══ TEXTO PARA LEITURA

De acordo com o art. 87 do Código de Ética Médica, o médico é obrigado a registrar no prontuário todas as informações relevantes sobre o paciente, incluindo diagnósticos, condutas adotadas, riscos informados e terapias aplicadas. Além de ser um instrumento de defesa, o prontuário também é uma ferramenta para melhorar a qualidade assistencial, permitindo a continuidade do cuidado com base em informações precisas.
Termo de Consentimento Livre e Esclarecido (TCLE)
O TCLE não é apenas uma formalidade, mas uma exigência legal e ética. Ele assegura que o paciente recebeu todas as informações necessárias sobre o tratamento, incluindo riscos, benefícios e alternativas.
O art. 186 do Código Civil estabelece que aquele que causar dano por ação ou omissão responde por suas consequências. A ausência do TCLE pode ser interpretada como uma falha no dever de informar, gerando responsabilidade civil do médico. Além disso, o Código de Defesa do Consumidor, em seu art. 14, considera a omissão de informações uma prática abusiva, especialmente em serviços de saúde.
A Medicina: Entre a Ciência e a Arte
Muitos médicos argumentam que a burocratização da prática médica limita a relação médico-paciente e reduz o tempo dedicado ao cuidado direto. No entanto, a medicina moderna, como aponta Maria Helena Diniz, é regida pelo princípio da responsabilidade subjetiva, que exige não apenas perícia técnica, mas também prudência e diligência.
A combinação entre ciência e arte na medicina implica que os profissionais devem adotar práticas baseadas em evidências científicas, sem abandonar a empatia e o julgamento clínico. Documentar as condutas médicas e obter o consentimento informado são práticas que não apenas protegem o médico, mas também fortalecem a relação de confiança com o paciente.
Estatísticas e Impactos Práticos
- Crescimento de Ações Judiciais:
Segundo o CNJ, o número de processos relacionados a erros médicos cresceu 140% na última década. Grande parte deles está relacionada à ausência de documentação ou consentimento informado. - Impacto Financeiro:
Estudos da Consultoria Deloitte indicam que a judicialização da saúde custa mais de R$ 15 bilhões por ano às operadoras e profissionais da área. - Casos de Sucesso com Documentação Adequada:
Um estudo da Fundação Oswaldo Cruz (Fiocruz) revelou que médicos que adotam práticas preventivas, como prontuários detalhados e TCLE, têm 70% menos chances de enfrentar processos éticos ou judiciais.
Orientações Práticas para os Médicos
- Documente Tudo:
Registre no prontuário todos os detalhes do atendimento, incluindo informações transmitidas ao paciente. - Use o TCLE de Forma Padronizada:
Forneça termos claros, objetivos e adaptados à linguagem do paciente. - Eduque-se Sobre o Direito Médico:
Participe de cursos e seminários sobre ética e legislação médica. - Busque Suporte Jurídico Preventivo:
Trabalhe com advogados especializados para garantir que sua prática esteja em conformidade com as normas legais e éticas.

════

**TAREFAS E EXERCÍCIOS**
1. Resuma o texto sobre responsabilidade médica em duas frases.
2. Reproduza o trecho do texto sobre responsabilidade médica entre "A Medicina: Entre" e "com o paciente.", inclusive.
Os registros não têm relação com o texto.

══ DADOS DE ENTRADA

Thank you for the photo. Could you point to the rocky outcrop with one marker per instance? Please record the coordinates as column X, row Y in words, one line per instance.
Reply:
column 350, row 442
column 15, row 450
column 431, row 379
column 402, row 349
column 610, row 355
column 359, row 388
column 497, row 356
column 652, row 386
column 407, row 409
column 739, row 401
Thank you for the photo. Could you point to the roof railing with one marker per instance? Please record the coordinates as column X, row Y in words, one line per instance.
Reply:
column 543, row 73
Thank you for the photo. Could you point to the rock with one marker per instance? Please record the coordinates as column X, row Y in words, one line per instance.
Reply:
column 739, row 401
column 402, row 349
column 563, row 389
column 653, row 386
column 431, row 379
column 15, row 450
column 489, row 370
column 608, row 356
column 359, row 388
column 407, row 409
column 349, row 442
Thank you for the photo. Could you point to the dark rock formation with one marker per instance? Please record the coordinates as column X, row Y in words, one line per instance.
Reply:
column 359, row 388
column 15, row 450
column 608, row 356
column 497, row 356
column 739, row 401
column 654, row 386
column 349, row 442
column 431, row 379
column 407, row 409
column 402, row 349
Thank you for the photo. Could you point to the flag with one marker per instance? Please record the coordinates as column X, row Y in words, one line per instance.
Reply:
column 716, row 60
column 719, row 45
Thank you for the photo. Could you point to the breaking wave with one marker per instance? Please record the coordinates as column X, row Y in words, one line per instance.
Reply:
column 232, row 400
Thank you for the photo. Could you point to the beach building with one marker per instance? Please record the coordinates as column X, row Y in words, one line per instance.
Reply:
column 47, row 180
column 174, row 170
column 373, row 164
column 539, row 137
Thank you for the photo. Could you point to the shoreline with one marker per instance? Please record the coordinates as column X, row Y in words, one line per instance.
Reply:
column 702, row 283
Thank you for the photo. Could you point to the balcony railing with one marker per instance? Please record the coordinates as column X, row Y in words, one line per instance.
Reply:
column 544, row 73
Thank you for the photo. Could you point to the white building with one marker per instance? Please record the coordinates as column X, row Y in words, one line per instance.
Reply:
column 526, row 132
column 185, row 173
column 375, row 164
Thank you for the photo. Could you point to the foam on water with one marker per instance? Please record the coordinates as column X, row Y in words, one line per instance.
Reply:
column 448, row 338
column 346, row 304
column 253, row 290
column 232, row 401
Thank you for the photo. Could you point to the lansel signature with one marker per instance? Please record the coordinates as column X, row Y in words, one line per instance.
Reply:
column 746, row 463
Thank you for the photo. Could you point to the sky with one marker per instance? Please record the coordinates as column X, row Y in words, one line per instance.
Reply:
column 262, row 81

════

**GABARITO**
1. O médico deve registrar no prontuário todas as informações relevantes sobre o paciente, e o TCLE é uma exigência legal e ética cuja ausência pode gerar responsabilidade civil. O texto também aponta o crescimento de processos ligados a erros médicos e orienta os médicos a documentar tudo, usar o TCLE de forma padronizada, estudar direito médico e buscar suporte jurídico preventivo.

2.
A Medicina: Entre a Ciência e a Arte
Muitos médicos argumentam que a burocratização da prática médica limita a relação médico-paciente e reduz o tempo dedicado ao cuidado direto. No entanto, a medicina moderna, como aponta Maria Helena Diniz, é regida pelo princípio da responsabilidade subjetiva, que exige não apenas perícia técnica, mas também prudência e diligência.
A combinação entre ciência e arte na medicina implica que os profissionais devem adotar práticas baseadas em evidências científicas, sem abandonar a empatia e o julgamento clínico. Documentar as condutas médicas e obter o consentimento informado são práticas que não apenas protegem o médico, mas também fortalecem a relação de confiança com o paciente.